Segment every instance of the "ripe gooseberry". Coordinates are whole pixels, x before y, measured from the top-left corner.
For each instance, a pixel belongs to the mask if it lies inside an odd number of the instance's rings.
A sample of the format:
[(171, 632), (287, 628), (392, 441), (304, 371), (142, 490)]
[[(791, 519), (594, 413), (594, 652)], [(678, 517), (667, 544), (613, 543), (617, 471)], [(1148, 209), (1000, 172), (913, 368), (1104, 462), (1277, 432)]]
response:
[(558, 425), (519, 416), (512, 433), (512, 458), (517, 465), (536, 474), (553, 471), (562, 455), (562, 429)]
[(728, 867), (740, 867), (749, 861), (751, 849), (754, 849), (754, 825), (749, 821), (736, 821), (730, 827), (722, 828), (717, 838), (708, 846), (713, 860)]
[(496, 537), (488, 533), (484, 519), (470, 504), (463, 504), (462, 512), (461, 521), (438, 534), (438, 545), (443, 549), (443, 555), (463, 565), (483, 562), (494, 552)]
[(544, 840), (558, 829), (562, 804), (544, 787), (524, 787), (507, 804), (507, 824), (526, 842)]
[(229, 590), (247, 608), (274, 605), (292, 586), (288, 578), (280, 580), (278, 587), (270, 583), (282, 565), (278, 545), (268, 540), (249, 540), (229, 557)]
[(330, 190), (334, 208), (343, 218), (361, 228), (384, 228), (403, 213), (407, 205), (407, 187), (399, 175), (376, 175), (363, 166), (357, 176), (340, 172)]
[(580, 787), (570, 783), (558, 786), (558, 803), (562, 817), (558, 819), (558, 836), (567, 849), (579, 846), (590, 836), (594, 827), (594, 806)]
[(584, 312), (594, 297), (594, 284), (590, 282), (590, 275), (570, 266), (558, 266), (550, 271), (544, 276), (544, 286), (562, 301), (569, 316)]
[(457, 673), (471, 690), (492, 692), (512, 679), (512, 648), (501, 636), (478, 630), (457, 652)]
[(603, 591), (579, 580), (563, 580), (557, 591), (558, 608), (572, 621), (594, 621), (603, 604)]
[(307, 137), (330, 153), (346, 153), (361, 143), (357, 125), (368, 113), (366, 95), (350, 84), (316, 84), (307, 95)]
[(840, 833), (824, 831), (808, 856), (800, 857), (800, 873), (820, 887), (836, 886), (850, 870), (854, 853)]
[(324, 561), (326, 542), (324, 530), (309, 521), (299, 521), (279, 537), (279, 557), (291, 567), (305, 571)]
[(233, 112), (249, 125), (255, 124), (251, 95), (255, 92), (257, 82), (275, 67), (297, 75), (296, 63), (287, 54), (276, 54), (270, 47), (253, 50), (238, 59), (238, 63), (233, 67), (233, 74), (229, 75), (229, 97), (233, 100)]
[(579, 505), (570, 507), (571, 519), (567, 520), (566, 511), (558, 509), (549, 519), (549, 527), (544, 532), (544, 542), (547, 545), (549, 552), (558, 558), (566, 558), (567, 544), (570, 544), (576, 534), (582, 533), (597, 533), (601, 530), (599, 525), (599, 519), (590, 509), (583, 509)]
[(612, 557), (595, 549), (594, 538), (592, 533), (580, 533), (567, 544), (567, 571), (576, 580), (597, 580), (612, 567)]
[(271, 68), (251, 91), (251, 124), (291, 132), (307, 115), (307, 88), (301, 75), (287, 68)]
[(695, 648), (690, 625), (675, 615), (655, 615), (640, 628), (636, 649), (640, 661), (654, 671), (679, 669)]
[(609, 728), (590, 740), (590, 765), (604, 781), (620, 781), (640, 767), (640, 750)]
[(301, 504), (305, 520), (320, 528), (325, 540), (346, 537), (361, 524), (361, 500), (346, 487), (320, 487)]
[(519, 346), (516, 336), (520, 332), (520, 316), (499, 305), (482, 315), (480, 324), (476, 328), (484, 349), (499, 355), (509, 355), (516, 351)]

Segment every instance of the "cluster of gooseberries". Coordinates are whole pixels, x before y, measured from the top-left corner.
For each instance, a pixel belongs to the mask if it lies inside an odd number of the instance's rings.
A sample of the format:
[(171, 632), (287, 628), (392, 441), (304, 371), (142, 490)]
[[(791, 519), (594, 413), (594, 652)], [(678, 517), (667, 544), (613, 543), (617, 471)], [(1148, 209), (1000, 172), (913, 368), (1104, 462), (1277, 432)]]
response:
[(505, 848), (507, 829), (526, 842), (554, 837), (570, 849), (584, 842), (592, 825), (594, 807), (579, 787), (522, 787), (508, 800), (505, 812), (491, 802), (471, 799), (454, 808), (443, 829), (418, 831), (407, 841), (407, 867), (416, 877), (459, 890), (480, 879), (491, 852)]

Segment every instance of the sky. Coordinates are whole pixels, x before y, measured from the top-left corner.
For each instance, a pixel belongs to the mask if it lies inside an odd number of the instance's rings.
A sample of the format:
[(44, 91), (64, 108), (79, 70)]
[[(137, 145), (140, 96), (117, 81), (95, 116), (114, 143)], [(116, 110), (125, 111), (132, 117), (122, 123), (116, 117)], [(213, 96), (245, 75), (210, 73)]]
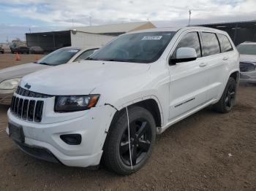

_ _ _ _

* **Work instructions**
How many lines of the listing above contain the string "corner"? Match case exactly, and reply with the number alone.

* **Written solution**
3